Return the records below from the line containing "point_to annotates the gray" onward, exactly, through and including the last line.

+--

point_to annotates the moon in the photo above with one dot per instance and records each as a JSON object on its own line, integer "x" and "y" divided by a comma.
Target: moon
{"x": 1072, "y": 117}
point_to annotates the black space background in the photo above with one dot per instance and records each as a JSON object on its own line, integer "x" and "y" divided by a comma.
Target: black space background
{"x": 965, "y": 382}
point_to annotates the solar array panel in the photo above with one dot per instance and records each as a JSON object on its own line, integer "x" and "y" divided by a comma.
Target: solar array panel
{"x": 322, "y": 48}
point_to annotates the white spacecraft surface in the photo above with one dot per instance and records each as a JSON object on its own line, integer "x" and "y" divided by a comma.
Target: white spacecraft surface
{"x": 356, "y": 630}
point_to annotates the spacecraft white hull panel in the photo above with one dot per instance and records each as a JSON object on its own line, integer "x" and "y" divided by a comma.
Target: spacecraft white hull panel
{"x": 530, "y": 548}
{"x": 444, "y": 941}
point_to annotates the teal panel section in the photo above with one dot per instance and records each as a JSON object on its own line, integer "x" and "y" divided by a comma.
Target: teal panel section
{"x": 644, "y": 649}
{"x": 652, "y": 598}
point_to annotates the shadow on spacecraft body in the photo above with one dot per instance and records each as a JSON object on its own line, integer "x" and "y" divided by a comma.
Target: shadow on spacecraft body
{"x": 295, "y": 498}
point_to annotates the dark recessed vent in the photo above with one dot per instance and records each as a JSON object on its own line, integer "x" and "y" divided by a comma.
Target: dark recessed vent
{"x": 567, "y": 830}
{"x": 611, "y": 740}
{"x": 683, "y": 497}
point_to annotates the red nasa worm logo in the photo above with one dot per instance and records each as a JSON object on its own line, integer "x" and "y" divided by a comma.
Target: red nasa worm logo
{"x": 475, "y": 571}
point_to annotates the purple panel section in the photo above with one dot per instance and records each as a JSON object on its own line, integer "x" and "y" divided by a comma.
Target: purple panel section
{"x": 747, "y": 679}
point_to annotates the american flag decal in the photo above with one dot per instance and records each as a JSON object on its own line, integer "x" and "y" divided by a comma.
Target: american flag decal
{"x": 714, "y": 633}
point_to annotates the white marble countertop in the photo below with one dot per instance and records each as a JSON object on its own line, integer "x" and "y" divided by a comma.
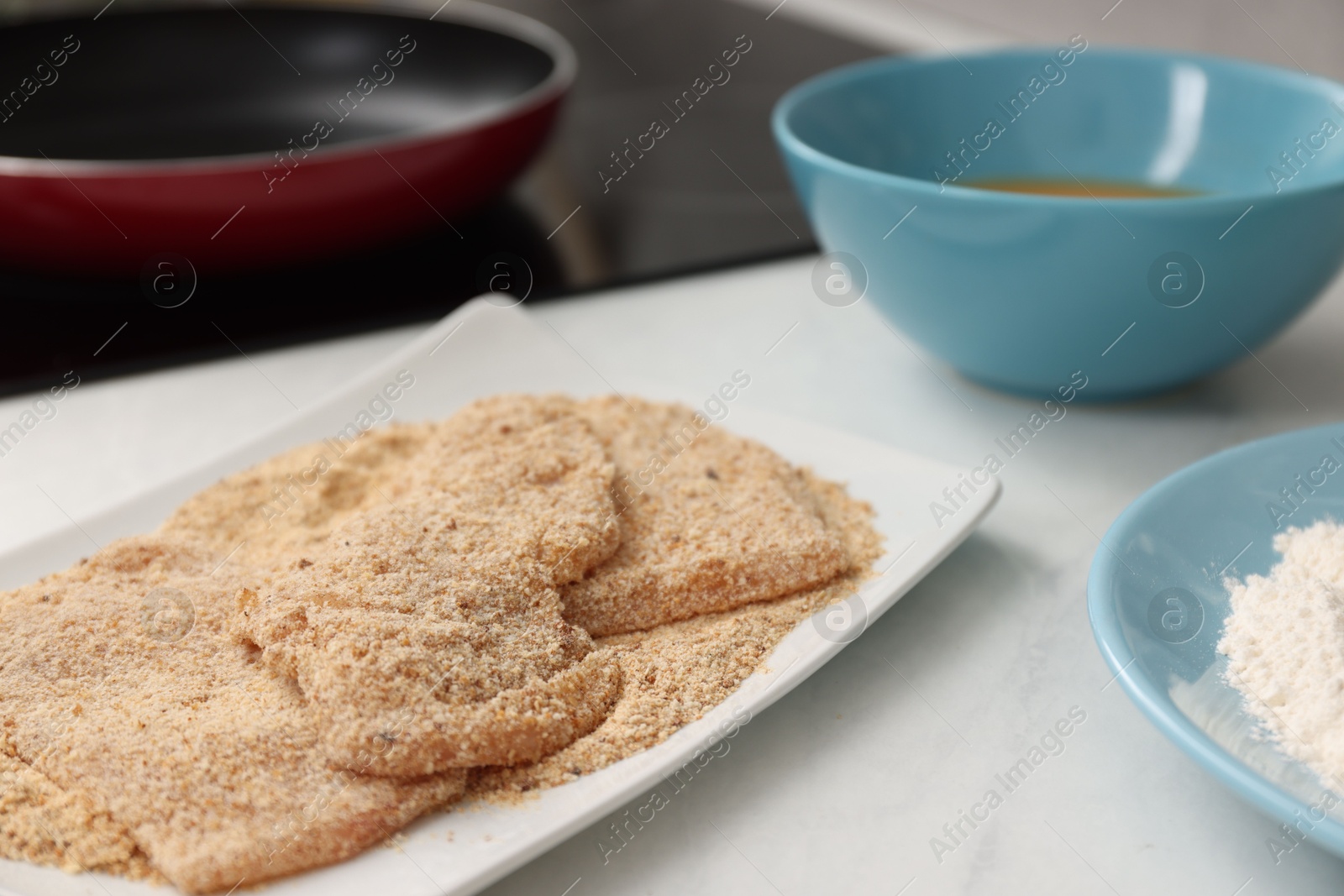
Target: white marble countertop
{"x": 842, "y": 785}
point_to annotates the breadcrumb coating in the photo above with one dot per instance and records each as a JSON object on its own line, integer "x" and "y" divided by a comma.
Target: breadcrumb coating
{"x": 447, "y": 602}
{"x": 709, "y": 521}
{"x": 308, "y": 654}
{"x": 118, "y": 680}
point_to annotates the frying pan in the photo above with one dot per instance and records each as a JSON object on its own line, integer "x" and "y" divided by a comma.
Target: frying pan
{"x": 245, "y": 134}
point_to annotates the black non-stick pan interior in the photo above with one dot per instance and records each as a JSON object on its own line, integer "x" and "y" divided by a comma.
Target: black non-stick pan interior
{"x": 215, "y": 82}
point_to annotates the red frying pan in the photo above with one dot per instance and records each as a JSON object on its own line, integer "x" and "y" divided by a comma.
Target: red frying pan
{"x": 248, "y": 134}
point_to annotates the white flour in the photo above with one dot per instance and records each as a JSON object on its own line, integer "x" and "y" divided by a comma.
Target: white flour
{"x": 1285, "y": 647}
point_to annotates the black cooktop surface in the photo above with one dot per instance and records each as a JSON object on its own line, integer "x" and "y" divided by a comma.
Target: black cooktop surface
{"x": 660, "y": 165}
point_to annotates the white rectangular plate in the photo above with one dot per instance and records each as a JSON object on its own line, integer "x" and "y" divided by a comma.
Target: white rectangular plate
{"x": 477, "y": 351}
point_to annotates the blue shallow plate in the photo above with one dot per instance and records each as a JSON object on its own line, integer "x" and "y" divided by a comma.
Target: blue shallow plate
{"x": 1158, "y": 604}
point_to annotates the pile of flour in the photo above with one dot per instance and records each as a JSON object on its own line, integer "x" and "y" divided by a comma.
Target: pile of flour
{"x": 1285, "y": 647}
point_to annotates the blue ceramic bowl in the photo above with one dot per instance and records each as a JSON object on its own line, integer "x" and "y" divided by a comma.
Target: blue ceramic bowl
{"x": 1021, "y": 291}
{"x": 1158, "y": 606}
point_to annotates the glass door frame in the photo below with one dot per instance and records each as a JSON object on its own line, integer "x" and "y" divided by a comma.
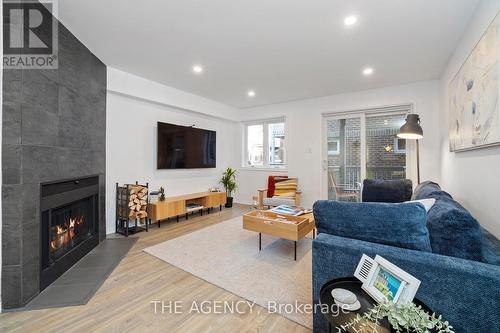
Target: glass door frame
{"x": 361, "y": 115}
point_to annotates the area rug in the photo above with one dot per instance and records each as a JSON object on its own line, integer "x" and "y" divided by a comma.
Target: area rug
{"x": 228, "y": 256}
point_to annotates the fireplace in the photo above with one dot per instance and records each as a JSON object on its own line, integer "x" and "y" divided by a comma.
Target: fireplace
{"x": 70, "y": 224}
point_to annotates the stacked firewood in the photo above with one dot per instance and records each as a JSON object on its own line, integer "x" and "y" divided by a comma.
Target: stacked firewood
{"x": 137, "y": 202}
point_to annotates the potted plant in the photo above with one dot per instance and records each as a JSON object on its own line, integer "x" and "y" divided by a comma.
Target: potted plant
{"x": 162, "y": 194}
{"x": 402, "y": 318}
{"x": 228, "y": 180}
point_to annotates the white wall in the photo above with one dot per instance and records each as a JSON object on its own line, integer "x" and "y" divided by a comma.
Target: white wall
{"x": 304, "y": 139}
{"x": 131, "y": 137}
{"x": 1, "y": 126}
{"x": 471, "y": 177}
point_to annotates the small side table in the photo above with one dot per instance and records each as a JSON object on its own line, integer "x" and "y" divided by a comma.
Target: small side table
{"x": 337, "y": 317}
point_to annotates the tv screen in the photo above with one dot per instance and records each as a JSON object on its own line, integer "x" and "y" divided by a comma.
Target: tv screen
{"x": 182, "y": 147}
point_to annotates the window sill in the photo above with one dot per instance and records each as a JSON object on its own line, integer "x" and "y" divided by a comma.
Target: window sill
{"x": 263, "y": 169}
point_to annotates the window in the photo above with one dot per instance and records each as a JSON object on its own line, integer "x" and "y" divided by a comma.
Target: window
{"x": 333, "y": 147}
{"x": 265, "y": 144}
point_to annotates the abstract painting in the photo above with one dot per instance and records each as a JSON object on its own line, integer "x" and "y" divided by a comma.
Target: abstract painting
{"x": 474, "y": 95}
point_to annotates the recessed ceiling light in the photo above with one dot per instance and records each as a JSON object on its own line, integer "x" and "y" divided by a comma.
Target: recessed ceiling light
{"x": 368, "y": 71}
{"x": 350, "y": 20}
{"x": 197, "y": 69}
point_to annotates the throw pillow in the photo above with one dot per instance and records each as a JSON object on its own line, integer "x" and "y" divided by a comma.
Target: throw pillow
{"x": 427, "y": 203}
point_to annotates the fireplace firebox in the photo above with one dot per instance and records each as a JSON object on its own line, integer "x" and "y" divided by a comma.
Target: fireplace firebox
{"x": 70, "y": 224}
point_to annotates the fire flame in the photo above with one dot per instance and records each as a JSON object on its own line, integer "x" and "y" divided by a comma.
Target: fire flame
{"x": 65, "y": 233}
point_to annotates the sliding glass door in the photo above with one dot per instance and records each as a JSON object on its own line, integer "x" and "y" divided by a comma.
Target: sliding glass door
{"x": 358, "y": 146}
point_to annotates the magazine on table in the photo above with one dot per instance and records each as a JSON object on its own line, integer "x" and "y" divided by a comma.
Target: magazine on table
{"x": 288, "y": 210}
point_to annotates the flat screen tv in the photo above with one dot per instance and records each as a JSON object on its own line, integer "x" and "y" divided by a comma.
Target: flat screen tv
{"x": 183, "y": 147}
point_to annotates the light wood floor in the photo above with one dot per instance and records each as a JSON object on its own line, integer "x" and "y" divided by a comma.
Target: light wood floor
{"x": 123, "y": 303}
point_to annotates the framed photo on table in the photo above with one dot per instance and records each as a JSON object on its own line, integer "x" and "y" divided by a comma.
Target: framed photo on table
{"x": 384, "y": 281}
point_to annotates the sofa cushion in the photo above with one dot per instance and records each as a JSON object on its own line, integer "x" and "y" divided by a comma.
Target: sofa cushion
{"x": 452, "y": 229}
{"x": 490, "y": 248}
{"x": 379, "y": 190}
{"x": 395, "y": 224}
{"x": 429, "y": 189}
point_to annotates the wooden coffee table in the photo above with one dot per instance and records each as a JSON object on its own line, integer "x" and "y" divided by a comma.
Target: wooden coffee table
{"x": 283, "y": 226}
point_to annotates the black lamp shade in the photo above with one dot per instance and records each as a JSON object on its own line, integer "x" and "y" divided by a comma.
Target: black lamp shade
{"x": 411, "y": 129}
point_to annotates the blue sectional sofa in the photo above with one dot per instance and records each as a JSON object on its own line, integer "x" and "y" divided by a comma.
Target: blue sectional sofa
{"x": 457, "y": 261}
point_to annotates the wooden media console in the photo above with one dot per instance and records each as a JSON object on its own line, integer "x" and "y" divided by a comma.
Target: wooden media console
{"x": 177, "y": 205}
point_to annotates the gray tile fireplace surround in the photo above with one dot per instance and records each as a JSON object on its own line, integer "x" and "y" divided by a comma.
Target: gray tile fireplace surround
{"x": 54, "y": 127}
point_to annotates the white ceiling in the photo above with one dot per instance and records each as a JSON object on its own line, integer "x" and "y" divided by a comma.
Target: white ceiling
{"x": 283, "y": 49}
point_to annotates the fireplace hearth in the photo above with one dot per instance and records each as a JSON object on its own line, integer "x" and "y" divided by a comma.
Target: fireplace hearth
{"x": 70, "y": 224}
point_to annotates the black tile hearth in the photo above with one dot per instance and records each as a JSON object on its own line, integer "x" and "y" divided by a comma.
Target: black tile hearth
{"x": 80, "y": 283}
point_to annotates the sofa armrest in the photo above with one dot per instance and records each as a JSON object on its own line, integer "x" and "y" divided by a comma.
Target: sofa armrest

+--

* [FINAL RESULT]:
point_to annotates the gray tile fireplace surround in the photo above with one dot per instance and records each as a JSON object on its own line, integer "x" and "y" divided by a comma.
Target: gray tile fireplace surround
{"x": 54, "y": 127}
point_to annotates the white ceiling in the photo above with one dot per instance and records each as a JSON object on its own line, integer "x" and "y" divided by a comma.
Target: white ceiling
{"x": 283, "y": 49}
point_to annotates the fireplace hearth in the photo above with one dot per instance and records each as a JSON object on its own line, integer "x" and "y" divided by a comma.
Target: fireplace hearth
{"x": 70, "y": 224}
point_to annotates the black tile hearth in the photo above with one dot per instance and records each as a JSON object on its own line, integer "x" and "y" divided by a comma.
Target: black tile hearth
{"x": 80, "y": 283}
point_to annotates the sofa armrest in the photo above with one dot per instance and records each as a JSON object on its own line, integer "x" and "y" divided by a comma.
Target: sofa armrest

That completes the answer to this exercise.